Ich bin immer wieder überrascht, was wir alles nicht wissen. Die Wissenschaft versucht immer mehr Phänomene aus unserem Alltag zu erklären und unser Leben einfacher zu machen. Wissenschaft ist vielseitig. Im Grunde bietet die Wissenschaft die Möglichkeit, sich wie ein kleines Kind hinzustellen, Fragen zu stellen und zu versuchen, diese zu beantworten. Warum ist der Himmel blau? Was passiert auf der Sonne? Warum ist Spinnenseide so fest und warum können wir sie bisher nicht nachmachen? Woraus besteht Knochen und was können wir tun um ihn zu unterstützen?
…wie bist du auf das Format Science Slam gekommen?
Schon während meiner Schulzeit habe ich auf der langen Nacht der Wissenschaften Science Slams erlebt und fand es beeindruckend, wie man in kurzer Zeit Dinge aus verschiedenen Fachgebieten erklärt bekommen kann. Während meines Masterstudiums habe ich mich dann viel mit Wissenschaftskommunikation beschäftigt und bei der Organisation von Veranstaltungen geholfen. Während meiner Promotion habe ich dann angefangen, bei eben diesen Veranstaltungen (Kurz-)Vorträge bei verschiedenen Formaten zu halten. Irgendwann hat mich dann ein Freund gefragt, ob ich nicht bei einem Science Slam mitmachen wöllte. Das habe ich gemacht und es macht mir sehr viel Spaß!
…worum ging es in deinem Slam?
-------------------------
Aufgaben >>
(1) Wo hat die befragte Person laut dem Auszug über Science Slams schon in ihrer Schulzeit Science Slams erlebt?
(2) Gib bitte aus dem Auszug über Science Slams die Passage von „Schon während meiner“ bis einschließlich „sehr viel Spaß!“ wortgetreu aus.
(3) Schreibe den Auszug über Science Slams ab der Stelle weiter, an der er aufhört.
-------------------------
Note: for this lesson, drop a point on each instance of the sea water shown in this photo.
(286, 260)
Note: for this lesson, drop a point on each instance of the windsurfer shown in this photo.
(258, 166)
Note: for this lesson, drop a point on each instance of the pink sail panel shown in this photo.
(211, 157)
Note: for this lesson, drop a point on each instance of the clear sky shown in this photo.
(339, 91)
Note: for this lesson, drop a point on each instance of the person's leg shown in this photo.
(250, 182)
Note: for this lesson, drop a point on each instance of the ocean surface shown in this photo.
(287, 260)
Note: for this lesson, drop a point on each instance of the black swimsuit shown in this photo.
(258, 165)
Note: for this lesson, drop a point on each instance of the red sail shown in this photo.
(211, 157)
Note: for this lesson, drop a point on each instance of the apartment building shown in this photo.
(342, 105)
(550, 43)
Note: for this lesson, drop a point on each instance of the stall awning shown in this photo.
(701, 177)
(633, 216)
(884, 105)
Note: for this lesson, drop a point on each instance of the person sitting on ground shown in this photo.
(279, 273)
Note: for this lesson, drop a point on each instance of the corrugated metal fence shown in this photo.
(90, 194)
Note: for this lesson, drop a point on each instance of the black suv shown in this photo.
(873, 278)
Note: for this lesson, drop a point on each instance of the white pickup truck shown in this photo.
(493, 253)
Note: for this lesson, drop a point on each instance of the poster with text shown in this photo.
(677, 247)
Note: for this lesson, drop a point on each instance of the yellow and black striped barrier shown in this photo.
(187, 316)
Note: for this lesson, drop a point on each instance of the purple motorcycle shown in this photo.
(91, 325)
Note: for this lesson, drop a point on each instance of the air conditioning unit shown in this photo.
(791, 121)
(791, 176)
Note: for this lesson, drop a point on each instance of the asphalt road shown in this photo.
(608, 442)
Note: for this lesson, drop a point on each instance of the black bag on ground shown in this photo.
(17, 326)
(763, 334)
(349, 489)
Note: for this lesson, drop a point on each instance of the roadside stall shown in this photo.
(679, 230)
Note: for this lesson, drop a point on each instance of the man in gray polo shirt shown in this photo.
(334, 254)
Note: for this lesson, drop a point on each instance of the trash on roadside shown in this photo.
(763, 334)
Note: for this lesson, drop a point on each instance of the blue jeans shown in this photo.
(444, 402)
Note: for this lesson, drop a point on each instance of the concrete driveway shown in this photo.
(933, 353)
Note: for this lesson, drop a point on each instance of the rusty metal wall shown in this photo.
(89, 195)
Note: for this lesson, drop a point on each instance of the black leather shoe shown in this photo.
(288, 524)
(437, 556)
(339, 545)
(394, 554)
-------------------------
Lösungen >>
(1) Auf der langen Nacht der Wissenschaften.

(2)
Schon während meiner Schulzeit habe ich auf der langen Nacht der Wissenschaften Science Slams erlebt und fand es beeindruckend, wie man in kurzer Zeit Dinge aus verschiedenen Fachgebieten erklärt bekommen kann. Während meines Masterstudiums habe ich mich dann viel mit Wissenschaftskommunikation beschäftigt und bei der Organisation von Veranstaltungen geholfen. Während meiner Promotion habe ich dann angefangen, bei eben diesen Veranstaltungen (Kurz-)Vorträge bei verschiedenen Formaten zu halten. Irgendwann hat mich dann ein Freund gefragt, ob ich nicht bei einem Science Slam mitmachen wöllte. Das habe ich gemacht und es macht mir sehr viel Spaß!

(3)
In meinem Slam habe ich die Grundlagen meiner Doktorarbeit vorgestellt und dabei den Knochen mit dem Terminator verglichen. Der Terminator ist so konzipiert, dass er die ihm gestellten Aufgaben erfüllen kann. Er besteht daher im Inneren aus einer sehr harten Legierung und wird von Mikroprozessoren gesteuert. Umgeben ist dieser widerstandsfähige Aufbau von lebendem Gewebe: Fleisch, Haut, Haare und Blut. Darüber hinaus kann er sich selbst reparieren.
Knochen hat einen vielschichtigen Aufbau, deren Grundlage Kollagenfasern mit eingebetteten Kristallen sind. Diese organisieren sich selbst zu einer Struktur die den Knochen möglichst widerstandsfähig macht. Gleichzeitig kann sich Knochen aber immer wieder den äußeren Begebenheiten anpassen und sogar selbst reparieren – sogar nach Knochenbrüchen. Machen wir Sport, bekommen wir ein bisschen dickere Knochen. Hören wir damit auf, wird mehr Knochen abgebaut. Dieser Auf- und Abbau wird von speziellen Knochenzellen gesteuert – also den Mikroprozessoren des Knochens. Um die äußeren Einflüsse wahr zu nehmen und weiter zu kommunizieren, liegen die Knochenzellen in einem fein ausgebildeten Netzwerk.
Ich versuche nun herauszufinden, ob es Zusammenhänge zwischen den Eigenschaften des Zellnetzwerks und der Knochenqualität gibt. Sollte, dass der Fall sein, könnte man vielleicht Medikamente für Knochenkrankheiten entwickeln, die über diese Zellen die Qualität der Knochen verbessern.
…denkst du Wissenschaft, insbesondere dein Forschungsfeld, braucht mehr Bühne?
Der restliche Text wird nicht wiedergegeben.